[Point annotation records]
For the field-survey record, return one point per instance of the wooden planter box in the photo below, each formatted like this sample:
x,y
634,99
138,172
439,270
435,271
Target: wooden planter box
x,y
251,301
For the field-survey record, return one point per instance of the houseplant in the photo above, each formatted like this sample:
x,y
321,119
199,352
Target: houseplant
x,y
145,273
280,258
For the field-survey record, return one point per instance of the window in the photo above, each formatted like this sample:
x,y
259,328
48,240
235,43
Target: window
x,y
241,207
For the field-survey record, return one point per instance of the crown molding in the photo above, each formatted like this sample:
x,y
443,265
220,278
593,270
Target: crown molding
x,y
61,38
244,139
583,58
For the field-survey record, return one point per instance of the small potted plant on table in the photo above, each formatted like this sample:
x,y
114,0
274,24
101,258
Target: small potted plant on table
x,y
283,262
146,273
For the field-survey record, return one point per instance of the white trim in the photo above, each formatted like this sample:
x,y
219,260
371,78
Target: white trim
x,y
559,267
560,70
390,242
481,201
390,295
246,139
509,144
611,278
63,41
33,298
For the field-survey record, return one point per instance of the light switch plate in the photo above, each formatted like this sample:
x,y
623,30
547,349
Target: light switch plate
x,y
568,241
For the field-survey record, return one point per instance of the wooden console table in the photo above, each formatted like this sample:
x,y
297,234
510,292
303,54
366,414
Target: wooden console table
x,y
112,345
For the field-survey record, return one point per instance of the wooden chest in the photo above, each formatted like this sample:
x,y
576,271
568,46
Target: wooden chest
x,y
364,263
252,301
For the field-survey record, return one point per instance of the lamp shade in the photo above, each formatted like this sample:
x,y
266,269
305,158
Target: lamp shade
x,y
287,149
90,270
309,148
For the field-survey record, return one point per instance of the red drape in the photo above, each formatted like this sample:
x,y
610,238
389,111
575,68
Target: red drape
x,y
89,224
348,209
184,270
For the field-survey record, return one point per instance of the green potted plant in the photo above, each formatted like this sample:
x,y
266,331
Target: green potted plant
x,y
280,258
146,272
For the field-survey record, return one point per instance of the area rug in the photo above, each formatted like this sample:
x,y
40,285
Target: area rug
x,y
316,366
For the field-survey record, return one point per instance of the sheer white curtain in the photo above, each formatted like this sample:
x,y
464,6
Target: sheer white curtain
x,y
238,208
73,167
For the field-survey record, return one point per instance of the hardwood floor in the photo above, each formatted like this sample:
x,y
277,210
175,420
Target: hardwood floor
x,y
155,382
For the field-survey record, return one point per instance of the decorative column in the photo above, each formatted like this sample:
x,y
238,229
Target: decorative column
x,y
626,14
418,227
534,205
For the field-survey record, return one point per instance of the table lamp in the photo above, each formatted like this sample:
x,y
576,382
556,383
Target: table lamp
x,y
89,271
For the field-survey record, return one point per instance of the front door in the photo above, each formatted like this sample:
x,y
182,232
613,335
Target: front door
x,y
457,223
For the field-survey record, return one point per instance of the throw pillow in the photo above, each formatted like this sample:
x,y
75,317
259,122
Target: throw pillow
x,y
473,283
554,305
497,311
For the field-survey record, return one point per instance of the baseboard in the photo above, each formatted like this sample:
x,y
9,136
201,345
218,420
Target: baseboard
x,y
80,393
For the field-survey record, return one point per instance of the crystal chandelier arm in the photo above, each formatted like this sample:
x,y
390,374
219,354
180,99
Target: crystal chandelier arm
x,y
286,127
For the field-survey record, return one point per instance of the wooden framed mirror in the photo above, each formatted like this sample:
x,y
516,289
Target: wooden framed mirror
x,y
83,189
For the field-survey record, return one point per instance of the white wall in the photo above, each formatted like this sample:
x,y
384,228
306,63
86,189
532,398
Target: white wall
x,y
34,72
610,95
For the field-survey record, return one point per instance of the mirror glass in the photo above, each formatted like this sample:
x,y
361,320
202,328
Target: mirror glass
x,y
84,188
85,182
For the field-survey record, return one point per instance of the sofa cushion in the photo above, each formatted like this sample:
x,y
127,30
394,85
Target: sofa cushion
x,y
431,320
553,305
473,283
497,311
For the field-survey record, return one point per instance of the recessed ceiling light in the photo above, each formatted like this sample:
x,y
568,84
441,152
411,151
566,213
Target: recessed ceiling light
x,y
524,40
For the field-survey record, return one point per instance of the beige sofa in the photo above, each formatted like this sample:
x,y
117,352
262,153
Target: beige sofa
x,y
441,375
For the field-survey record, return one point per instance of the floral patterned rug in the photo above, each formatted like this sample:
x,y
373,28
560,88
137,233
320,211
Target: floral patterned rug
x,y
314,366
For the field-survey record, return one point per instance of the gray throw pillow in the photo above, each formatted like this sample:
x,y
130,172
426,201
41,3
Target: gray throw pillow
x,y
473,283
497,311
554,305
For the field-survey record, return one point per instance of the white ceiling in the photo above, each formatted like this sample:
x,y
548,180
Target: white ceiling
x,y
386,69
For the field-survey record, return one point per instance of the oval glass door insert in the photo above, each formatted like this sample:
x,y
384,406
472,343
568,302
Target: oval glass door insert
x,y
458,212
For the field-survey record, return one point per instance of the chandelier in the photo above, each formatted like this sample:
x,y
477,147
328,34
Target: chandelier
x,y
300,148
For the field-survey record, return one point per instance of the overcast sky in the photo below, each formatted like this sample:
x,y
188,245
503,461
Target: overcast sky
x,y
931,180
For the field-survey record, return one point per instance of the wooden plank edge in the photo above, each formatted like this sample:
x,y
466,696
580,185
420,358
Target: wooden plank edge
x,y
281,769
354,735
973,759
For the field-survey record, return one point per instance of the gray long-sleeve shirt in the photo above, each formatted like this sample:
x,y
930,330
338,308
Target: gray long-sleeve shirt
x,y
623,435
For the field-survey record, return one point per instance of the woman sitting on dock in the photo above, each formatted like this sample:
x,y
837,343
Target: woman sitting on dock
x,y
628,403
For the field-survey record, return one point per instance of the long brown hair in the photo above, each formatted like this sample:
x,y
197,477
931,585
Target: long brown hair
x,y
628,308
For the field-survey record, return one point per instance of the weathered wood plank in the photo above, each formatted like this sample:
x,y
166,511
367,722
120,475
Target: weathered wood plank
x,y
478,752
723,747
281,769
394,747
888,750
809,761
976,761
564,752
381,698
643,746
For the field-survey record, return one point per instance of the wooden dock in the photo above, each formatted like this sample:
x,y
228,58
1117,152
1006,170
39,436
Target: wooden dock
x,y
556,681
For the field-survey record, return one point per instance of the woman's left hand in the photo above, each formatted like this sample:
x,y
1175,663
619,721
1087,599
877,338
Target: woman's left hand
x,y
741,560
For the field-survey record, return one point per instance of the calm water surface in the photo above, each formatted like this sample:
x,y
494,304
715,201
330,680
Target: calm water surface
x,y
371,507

**Task to carry out:** Write out all of the records above again, switching every "field-survey record" to "site-inspection record" and keeping everything else the same.

**The answer:**
For the site-inspection record, return one point per instance of the wooden planter box in the photo below, each formatted like this sample:
x,y
634,99
138,172
439,270
435,271
Target: wooden planter box
x,y
251,301
For the site-inspection record, return one point per instance of the houseplant in the photo above, each formatted like this sample:
x,y
321,119
199,352
Target: houseplant
x,y
145,273
280,258
For the site-inspection record, return one point per instance of the window in the photo above, each formatted like this sample:
x,y
259,328
48,240
235,43
Target: window
x,y
241,207
For the site-inspection record, return one point per instance of the crown molding in the photo above, each formatted like this sample:
x,y
443,265
220,278
593,270
Target: crown molding
x,y
61,38
244,139
583,58
For the site-inspection record, return one point per instance of the small potted plant on table in the photo above, each formatted like this sample:
x,y
114,0
274,24
101,258
Target: small potted plant on table
x,y
283,262
146,273
For the site-inspection record, return one point per instance of the white trim in the photo above, each formatted like this sample:
x,y
219,260
371,78
Target: white trim
x,y
559,267
560,70
390,242
481,201
390,295
246,139
509,144
611,278
63,41
33,298
For the site-inspection record, return one point per instance of the light switch plate in the photo above, each formatted like this sample:
x,y
623,30
547,349
Target: light switch plate
x,y
568,241
For the site-inspection record, return one point per instance of the wooden console table in the photo above, each formatted like this sample:
x,y
297,234
510,292
303,54
366,414
Target: wooden console table
x,y
112,345
For the site-inspection record, return one point per instance of the wooden chest in the photo above, each formatted like this sample:
x,y
576,271
568,46
Target: wooden chest
x,y
364,263
252,301
For the site-inspection record, return one point per instance of the lamp shade in the photo above, each formatted like this sample:
x,y
266,269
305,158
Target: lamp shade
x,y
287,149
90,270
309,148
For the site-inspection record, return one point per instance of the red drape in the photo above, each formatted like this sample:
x,y
610,238
389,111
575,68
Target: red drape
x,y
89,224
348,209
184,270
For the site-inspection record, return one point per instance of the green potted plant in the photo above, each formatted like this sample:
x,y
266,331
Target: green potted plant
x,y
280,258
146,272
For the site-inspection record, return one point per instance of the area rug in the photo above, each formatted like this sample:
x,y
40,285
Target: area rug
x,y
316,366
For the site-inspection record, return one point per instance of the sheer white curtain in the photo above, each formatted like this sample:
x,y
464,6
Target: sheer white curtain
x,y
238,208
73,167
For the site-inspection record, return one point per instance of the hardwood floor in the photo above, each formatted like this sample:
x,y
277,210
175,420
Target: hardwood floor
x,y
155,382
For the site-inspection record, return one point per instance of the decorative column in the photo above, each formatted like this sample:
x,y
238,229
Target: decorative column
x,y
626,14
418,227
534,205
For the site-inspection record, return one point per instance of the table lamp in the photo above, each formatted like this sample:
x,y
576,382
556,383
Target: table lamp
x,y
89,271
For the site-inspection record, return one point per instance of the front door in the photo above, each formatted like this sample:
x,y
182,232
613,335
Target: front door
x,y
457,223
For the site-inspection record, return one point per instance of the throw pillow in the photo above, each formatted like this sample:
x,y
75,317
259,122
Target: throw pillow
x,y
473,283
554,305
497,311
For the site-inspection record, return one point per instance of the baseboard in the photo above, each formatted like this sample:
x,y
9,136
201,345
218,420
Target: baseboard
x,y
80,393
For the site-inspection record, return one point per instance of the crystal chandelier arm in the photo above, each formatted like this sample:
x,y
390,374
219,354
180,99
Target: crystal chandelier arm
x,y
286,127
For the site-inspection record, return one point per instance of the wooden framed mirror in the photo above, each formatted like this sample:
x,y
516,289
Target: wooden framed mirror
x,y
83,189
For the site-inspection record, return one point per instance of the white wall in the photo above, each formatted like this sample:
x,y
384,228
306,63
86,189
532,398
Target: white wall
x,y
34,72
610,95
For the site-inspection record, return one point per instance of the mirror glass in the photo above, each formatted like this sample:
x,y
361,320
202,328
Target: mirror glass
x,y
84,188
85,182
For the site-inspection record, return one point per instance of the sofa cushion in the photo above, each formatted like this sample:
x,y
127,30
394,85
Target: sofa cushion
x,y
431,320
553,305
473,283
497,311
For the site-inspection record, return one point per instance of the recessed ceiling light in the photo above, each formatted like this sample:
x,y
568,84
441,152
411,151
566,213
Target: recessed ceiling light
x,y
524,40
For the site-inspection record, return one point per instance of the beige sofa in the photo above, each formatted like this sample:
x,y
117,352
262,153
Target: beige sofa
x,y
441,375
For the site-inspection record, return one point per instance of the floral patterned rug in the photo above, each formatted like this sample:
x,y
373,28
560,88
137,233
320,211
Target: floral patterned rug
x,y
314,366
For the site-inspection record, return one point per instance of the gray throw pillow in the photo above, each formatted like this sample:
x,y
130,172
426,201
41,3
Target: gray throw pillow
x,y
473,283
497,311
554,305
For the site-inspection record, return one point per instance of the white ceiling in the photo above, each formatted like this sample:
x,y
548,180
Target: white ceiling
x,y
386,69
For the site-inspection record, return one point per instance of the oval glass door insert in the photo above, each formatted like this sample:
x,y
384,406
472,343
568,302
Target: oval glass door insert
x,y
458,212
For the site-inspection record, return one point per instance of the chandelier in the photo above, each formatted like this sample:
x,y
477,147
328,34
Target: chandelier
x,y
300,148
For the site-inspection record, return one point per instance of the overcast sky in the photo below, each formatted like this sample:
x,y
188,245
503,461
Target: overcast sky
x,y
931,180
For the site-inspection record, return one point per instance of the wooden plank edge in the photo above, each formatted like this sample:
x,y
466,696
580,185
420,358
Target: wooden plank edge
x,y
281,769
354,735
973,759
For the site-inspection record, return one point per instance of the gray long-sleeve shirt in the photo above, each formatted like this sample:
x,y
930,330
338,308
Target: gray long-sleeve shirt
x,y
623,435
For the site-inspection record, return one point per instance of the woman sitting on dock in the photo above, each formatted like this sample:
x,y
837,343
Target: woman sitting on dock
x,y
628,403
For the site-inspection record, return one point per instance of the long brown hair in the photo above, each formatted like this sample:
x,y
197,477
931,585
Target: long brown hair
x,y
628,308
For the site-inspection record, return one point per instance of the weathered wood plank in the photo above, each formatted like this sample:
x,y
166,511
367,722
120,475
Target: weathered wood plank
x,y
478,752
723,747
281,769
394,747
888,750
809,761
976,761
564,752
381,698
643,746
For the site-inspection record, return one point per instance of the wooden dock in the photo above, each formatted like this sample:
x,y
228,58
1117,152
1006,170
39,436
Target: wooden dock
x,y
556,681
For the site-inspection record, return one point per instance of the woman's left hand in the photo above, each formatted like this sample:
x,y
1175,663
619,721
1087,599
877,338
Target: woman's left hand
x,y
741,560
For the site-inspection record, return one point per instance of the calm water surface in the photo above, each formatted like this sample:
x,y
494,304
715,201
330,680
Target: calm water surface
x,y
371,507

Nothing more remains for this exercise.